> [GIVEN EXERCISE]
State how many of the lines below contain the string "covered". Give only the number.

> [DATASET EXTRACT]
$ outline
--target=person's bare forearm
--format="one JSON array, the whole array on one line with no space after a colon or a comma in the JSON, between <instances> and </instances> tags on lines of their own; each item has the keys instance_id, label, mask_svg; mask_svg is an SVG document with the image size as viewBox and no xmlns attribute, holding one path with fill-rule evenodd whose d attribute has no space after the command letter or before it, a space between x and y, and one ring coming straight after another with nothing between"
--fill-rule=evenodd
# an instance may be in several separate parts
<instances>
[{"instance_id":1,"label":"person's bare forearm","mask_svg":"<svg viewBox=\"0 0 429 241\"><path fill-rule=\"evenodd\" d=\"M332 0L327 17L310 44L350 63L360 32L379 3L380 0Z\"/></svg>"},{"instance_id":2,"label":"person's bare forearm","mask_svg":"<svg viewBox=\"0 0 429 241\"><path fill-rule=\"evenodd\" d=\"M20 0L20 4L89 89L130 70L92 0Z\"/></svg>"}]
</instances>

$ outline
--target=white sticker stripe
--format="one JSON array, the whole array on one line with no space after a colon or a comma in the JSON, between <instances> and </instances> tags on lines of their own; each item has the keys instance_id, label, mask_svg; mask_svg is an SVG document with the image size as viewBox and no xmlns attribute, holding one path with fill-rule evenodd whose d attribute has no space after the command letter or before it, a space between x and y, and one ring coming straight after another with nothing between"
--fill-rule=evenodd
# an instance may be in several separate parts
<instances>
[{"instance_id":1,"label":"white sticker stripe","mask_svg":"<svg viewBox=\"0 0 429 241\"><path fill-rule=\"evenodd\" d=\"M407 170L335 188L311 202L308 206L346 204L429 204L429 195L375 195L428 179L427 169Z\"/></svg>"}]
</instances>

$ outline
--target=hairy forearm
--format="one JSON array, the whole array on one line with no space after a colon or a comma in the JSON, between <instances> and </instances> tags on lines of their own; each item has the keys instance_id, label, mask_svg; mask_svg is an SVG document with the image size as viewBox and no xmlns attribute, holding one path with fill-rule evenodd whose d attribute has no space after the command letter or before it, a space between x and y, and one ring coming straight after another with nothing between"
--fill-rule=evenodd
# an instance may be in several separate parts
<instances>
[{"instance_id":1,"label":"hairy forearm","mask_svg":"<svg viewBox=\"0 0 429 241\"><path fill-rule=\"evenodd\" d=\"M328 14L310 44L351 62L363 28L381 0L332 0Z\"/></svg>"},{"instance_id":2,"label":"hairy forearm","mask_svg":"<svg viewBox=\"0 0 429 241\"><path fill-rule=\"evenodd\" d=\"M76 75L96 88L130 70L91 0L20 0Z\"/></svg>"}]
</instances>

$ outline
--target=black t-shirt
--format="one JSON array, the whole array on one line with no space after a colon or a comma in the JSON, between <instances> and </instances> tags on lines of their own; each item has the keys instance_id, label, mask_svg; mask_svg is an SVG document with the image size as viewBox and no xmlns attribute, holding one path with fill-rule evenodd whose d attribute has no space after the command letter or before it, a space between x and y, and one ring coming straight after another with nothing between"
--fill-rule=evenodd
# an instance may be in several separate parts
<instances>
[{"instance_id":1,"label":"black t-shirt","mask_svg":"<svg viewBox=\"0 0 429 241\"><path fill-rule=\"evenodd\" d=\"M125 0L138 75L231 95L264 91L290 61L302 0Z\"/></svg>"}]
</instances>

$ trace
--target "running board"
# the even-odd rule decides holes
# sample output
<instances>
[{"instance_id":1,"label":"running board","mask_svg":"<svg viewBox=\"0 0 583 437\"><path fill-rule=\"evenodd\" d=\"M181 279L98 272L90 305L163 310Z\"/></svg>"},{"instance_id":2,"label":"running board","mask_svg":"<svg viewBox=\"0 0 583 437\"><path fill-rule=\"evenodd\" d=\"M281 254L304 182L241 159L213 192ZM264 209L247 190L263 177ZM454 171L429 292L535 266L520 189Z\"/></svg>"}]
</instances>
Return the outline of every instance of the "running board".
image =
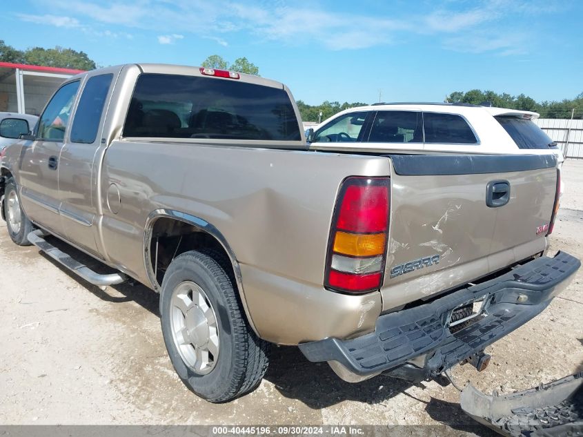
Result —
<instances>
[{"instance_id":1,"label":"running board","mask_svg":"<svg viewBox=\"0 0 583 437\"><path fill-rule=\"evenodd\" d=\"M28 234L28 241L38 247L41 251L46 253L55 261L65 266L74 273L81 276L86 281L93 285L105 287L107 285L115 285L126 282L126 276L123 273L111 273L109 275L100 275L85 264L82 264L77 260L71 258L65 252L57 249L55 246L47 242L43 238L43 233L41 229L33 231Z\"/></svg>"}]
</instances>

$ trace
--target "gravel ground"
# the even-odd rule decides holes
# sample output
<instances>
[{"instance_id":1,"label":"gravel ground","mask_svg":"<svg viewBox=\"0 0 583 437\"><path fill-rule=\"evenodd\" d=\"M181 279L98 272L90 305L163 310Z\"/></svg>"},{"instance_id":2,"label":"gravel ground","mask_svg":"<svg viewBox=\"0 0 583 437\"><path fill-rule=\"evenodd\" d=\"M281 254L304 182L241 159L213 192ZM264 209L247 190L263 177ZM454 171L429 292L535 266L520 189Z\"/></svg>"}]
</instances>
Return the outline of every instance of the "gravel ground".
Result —
<instances>
[{"instance_id":1,"label":"gravel ground","mask_svg":"<svg viewBox=\"0 0 583 437\"><path fill-rule=\"evenodd\" d=\"M551 250L583 258L583 162L567 161L563 175ZM455 378L510 393L583 370L582 282L583 269L542 314L488 348L485 371L458 366ZM274 348L253 393L207 403L172 368L157 294L139 285L103 291L13 244L3 229L0 284L0 425L444 423L455 434L473 424L451 385L384 376L351 385L292 347Z\"/></svg>"}]
</instances>

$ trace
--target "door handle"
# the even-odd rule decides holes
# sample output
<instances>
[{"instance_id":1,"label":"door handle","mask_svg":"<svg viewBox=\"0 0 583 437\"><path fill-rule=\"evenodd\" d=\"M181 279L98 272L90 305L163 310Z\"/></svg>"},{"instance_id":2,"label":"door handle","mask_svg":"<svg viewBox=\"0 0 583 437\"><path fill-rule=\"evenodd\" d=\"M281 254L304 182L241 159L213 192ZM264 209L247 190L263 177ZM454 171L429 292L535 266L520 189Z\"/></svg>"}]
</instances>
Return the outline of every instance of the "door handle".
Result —
<instances>
[{"instance_id":1,"label":"door handle","mask_svg":"<svg viewBox=\"0 0 583 437\"><path fill-rule=\"evenodd\" d=\"M486 186L486 204L490 208L506 205L510 200L510 182L491 181Z\"/></svg>"},{"instance_id":2,"label":"door handle","mask_svg":"<svg viewBox=\"0 0 583 437\"><path fill-rule=\"evenodd\" d=\"M57 170L57 164L59 162L59 158L56 156L51 156L48 159L48 168L51 170Z\"/></svg>"}]
</instances>

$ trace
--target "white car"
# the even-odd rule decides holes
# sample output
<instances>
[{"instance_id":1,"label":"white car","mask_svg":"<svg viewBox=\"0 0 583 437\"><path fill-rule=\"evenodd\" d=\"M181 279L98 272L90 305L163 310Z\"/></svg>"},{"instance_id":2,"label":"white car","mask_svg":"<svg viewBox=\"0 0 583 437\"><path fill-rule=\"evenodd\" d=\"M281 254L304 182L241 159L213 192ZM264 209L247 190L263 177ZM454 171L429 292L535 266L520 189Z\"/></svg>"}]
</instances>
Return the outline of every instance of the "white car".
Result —
<instances>
[{"instance_id":1,"label":"white car","mask_svg":"<svg viewBox=\"0 0 583 437\"><path fill-rule=\"evenodd\" d=\"M546 154L561 150L533 119L536 113L469 104L377 104L351 108L306 138L312 149L371 153ZM339 144L342 143L342 144Z\"/></svg>"}]
</instances>

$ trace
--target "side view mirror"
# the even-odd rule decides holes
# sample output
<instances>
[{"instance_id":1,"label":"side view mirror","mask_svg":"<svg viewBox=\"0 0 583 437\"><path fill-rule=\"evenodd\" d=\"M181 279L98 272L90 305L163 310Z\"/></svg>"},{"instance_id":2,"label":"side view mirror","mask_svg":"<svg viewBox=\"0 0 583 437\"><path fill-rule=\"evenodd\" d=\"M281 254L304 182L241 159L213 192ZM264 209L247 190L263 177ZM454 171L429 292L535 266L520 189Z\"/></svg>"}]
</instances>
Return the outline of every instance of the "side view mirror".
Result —
<instances>
[{"instance_id":1,"label":"side view mirror","mask_svg":"<svg viewBox=\"0 0 583 437\"><path fill-rule=\"evenodd\" d=\"M26 139L27 141L34 141L37 137L30 133L21 133L19 139Z\"/></svg>"}]
</instances>

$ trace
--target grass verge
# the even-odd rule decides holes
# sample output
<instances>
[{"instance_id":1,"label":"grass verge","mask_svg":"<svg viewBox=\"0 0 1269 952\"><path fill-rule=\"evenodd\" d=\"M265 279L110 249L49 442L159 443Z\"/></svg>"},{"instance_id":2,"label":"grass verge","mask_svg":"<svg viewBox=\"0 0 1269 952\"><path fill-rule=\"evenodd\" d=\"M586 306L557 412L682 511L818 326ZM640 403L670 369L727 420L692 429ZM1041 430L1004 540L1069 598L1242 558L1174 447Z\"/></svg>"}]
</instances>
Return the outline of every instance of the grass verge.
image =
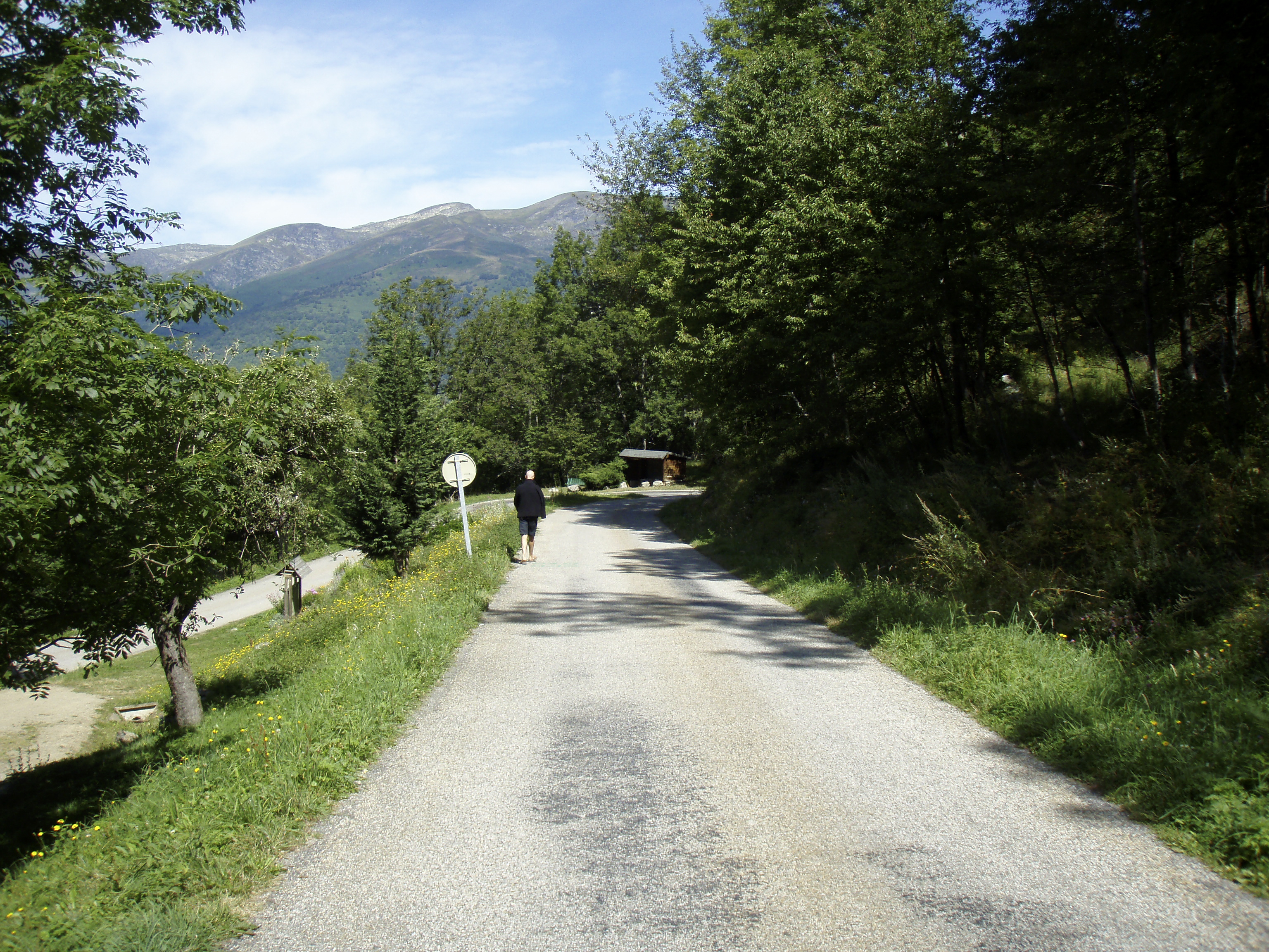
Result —
<instances>
[{"instance_id":1,"label":"grass verge","mask_svg":"<svg viewBox=\"0 0 1269 952\"><path fill-rule=\"evenodd\" d=\"M793 520L750 522L746 532L707 498L673 501L661 517L720 565L1269 897L1269 716L1264 685L1239 656L1239 646L1260 644L1247 632L1269 625L1259 600L1208 626L1211 647L1161 661L1126 640L975 617L914 584L825 571L817 566L832 560L817 559L815 533ZM787 557L791 543L798 557Z\"/></svg>"},{"instance_id":2,"label":"grass verge","mask_svg":"<svg viewBox=\"0 0 1269 952\"><path fill-rule=\"evenodd\" d=\"M355 788L444 673L515 545L515 523L491 514L470 561L450 532L404 579L363 564L291 623L266 613L201 636L189 642L208 708L199 729L133 727L127 746L9 778L0 849L22 858L0 881L0 948L195 952L240 933L280 854ZM104 677L121 703L166 697L145 656Z\"/></svg>"}]
</instances>

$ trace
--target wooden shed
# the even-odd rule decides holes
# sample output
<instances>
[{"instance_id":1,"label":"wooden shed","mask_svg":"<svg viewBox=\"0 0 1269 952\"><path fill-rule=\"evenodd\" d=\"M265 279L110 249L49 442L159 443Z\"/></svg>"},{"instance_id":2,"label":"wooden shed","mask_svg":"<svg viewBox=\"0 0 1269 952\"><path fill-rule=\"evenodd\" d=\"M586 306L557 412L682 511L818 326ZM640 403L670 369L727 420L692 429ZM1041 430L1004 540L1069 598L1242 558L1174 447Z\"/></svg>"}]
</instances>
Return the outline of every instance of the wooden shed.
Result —
<instances>
[{"instance_id":1,"label":"wooden shed","mask_svg":"<svg viewBox=\"0 0 1269 952\"><path fill-rule=\"evenodd\" d=\"M626 461L626 481L632 486L657 480L678 482L688 462L688 457L669 449L623 449L618 456Z\"/></svg>"}]
</instances>

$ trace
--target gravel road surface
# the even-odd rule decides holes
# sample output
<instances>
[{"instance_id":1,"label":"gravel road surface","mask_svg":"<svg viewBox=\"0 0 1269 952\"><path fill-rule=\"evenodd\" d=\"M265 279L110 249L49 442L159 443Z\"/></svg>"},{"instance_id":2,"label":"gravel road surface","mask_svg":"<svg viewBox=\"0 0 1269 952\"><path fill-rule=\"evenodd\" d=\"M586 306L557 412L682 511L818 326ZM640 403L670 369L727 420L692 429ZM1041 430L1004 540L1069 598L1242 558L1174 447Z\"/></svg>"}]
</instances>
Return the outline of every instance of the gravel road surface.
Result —
<instances>
[{"instance_id":1,"label":"gravel road surface","mask_svg":"<svg viewBox=\"0 0 1269 952\"><path fill-rule=\"evenodd\" d=\"M254 935L301 949L1269 949L1269 904L679 543L553 514Z\"/></svg>"}]
</instances>

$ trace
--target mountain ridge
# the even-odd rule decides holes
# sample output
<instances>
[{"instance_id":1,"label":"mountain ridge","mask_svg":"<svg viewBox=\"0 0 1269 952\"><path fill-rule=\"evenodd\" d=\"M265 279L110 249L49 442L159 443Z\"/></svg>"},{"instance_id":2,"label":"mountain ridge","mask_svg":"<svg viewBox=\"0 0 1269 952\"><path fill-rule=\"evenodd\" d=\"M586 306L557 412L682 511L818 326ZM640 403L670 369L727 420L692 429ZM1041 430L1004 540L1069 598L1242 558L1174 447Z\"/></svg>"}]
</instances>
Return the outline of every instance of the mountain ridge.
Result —
<instances>
[{"instance_id":1,"label":"mountain ridge","mask_svg":"<svg viewBox=\"0 0 1269 952\"><path fill-rule=\"evenodd\" d=\"M602 217L594 193L565 192L524 208L480 209L445 202L418 212L336 228L298 222L266 228L236 245L211 246L188 259L183 246L140 249L129 264L202 272L211 287L242 302L227 321L246 347L268 344L282 327L319 339L332 373L360 345L365 316L388 284L448 278L468 293L513 291L533 282L537 261L551 255L557 228L594 231ZM208 248L208 246L184 246ZM175 267L165 263L179 261ZM187 329L213 344L207 327Z\"/></svg>"}]
</instances>

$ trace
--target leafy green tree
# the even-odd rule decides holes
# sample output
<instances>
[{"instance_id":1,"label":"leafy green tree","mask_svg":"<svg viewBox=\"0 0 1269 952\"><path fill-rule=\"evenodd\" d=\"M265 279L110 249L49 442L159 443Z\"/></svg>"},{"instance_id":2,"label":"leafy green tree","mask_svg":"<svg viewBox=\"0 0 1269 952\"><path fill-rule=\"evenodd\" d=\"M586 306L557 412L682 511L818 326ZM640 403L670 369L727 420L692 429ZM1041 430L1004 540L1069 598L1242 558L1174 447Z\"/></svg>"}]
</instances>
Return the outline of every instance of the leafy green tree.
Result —
<instances>
[{"instance_id":1,"label":"leafy green tree","mask_svg":"<svg viewBox=\"0 0 1269 952\"><path fill-rule=\"evenodd\" d=\"M0 267L48 270L146 239L173 216L133 211L118 187L146 161L129 43L166 22L240 29L239 0L8 0L0 4Z\"/></svg>"},{"instance_id":2,"label":"leafy green tree","mask_svg":"<svg viewBox=\"0 0 1269 952\"><path fill-rule=\"evenodd\" d=\"M55 666L38 649L76 632L100 663L148 626L178 718L197 722L180 630L237 542L218 517L236 480L226 367L201 364L128 317L199 319L227 300L126 274L95 288L42 282L0 334L0 645L9 687Z\"/></svg>"},{"instance_id":3,"label":"leafy green tree","mask_svg":"<svg viewBox=\"0 0 1269 952\"><path fill-rule=\"evenodd\" d=\"M447 402L438 396L453 322L466 303L448 281L411 279L386 288L367 317L363 377L367 402L359 462L343 500L357 545L391 559L405 575L429 528L429 513L449 491L440 462L457 447Z\"/></svg>"},{"instance_id":4,"label":"leafy green tree","mask_svg":"<svg viewBox=\"0 0 1269 952\"><path fill-rule=\"evenodd\" d=\"M475 447L481 482L514 485L530 465L529 433L547 406L547 368L528 296L497 294L458 329L445 395Z\"/></svg>"}]
</instances>

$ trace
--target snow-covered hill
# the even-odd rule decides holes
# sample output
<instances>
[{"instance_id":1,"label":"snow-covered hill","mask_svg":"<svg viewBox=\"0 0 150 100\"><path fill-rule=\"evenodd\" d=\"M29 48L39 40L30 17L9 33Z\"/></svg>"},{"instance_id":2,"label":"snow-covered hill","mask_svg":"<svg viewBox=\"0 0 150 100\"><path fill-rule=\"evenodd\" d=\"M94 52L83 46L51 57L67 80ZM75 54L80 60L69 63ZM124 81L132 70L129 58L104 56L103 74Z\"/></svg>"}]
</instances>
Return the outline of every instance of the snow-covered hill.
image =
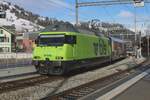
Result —
<instances>
[{"instance_id":1,"label":"snow-covered hill","mask_svg":"<svg viewBox=\"0 0 150 100\"><path fill-rule=\"evenodd\" d=\"M31 22L27 19L19 18L16 16L16 13L18 13L18 15L24 13L28 16L28 12L24 9L20 10L16 8L15 5L12 5L9 2L5 1L0 1L0 7L6 12L6 18L0 19L0 26L14 25L16 31L37 31L41 28L44 28L43 26L36 24L36 20L34 22ZM44 20L44 18L39 17L39 20L41 19Z\"/></svg>"}]
</instances>

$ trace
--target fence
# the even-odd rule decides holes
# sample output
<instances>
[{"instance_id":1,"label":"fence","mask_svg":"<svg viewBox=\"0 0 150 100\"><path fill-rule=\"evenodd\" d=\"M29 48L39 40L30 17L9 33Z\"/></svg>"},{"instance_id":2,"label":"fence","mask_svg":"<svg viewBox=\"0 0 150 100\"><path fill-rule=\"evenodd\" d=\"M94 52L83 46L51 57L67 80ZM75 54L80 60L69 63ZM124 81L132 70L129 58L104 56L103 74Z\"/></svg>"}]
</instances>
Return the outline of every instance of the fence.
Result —
<instances>
[{"instance_id":1,"label":"fence","mask_svg":"<svg viewBox=\"0 0 150 100\"><path fill-rule=\"evenodd\" d=\"M0 53L0 68L31 65L31 53Z\"/></svg>"}]
</instances>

> [EXERCISE OUTPUT]
4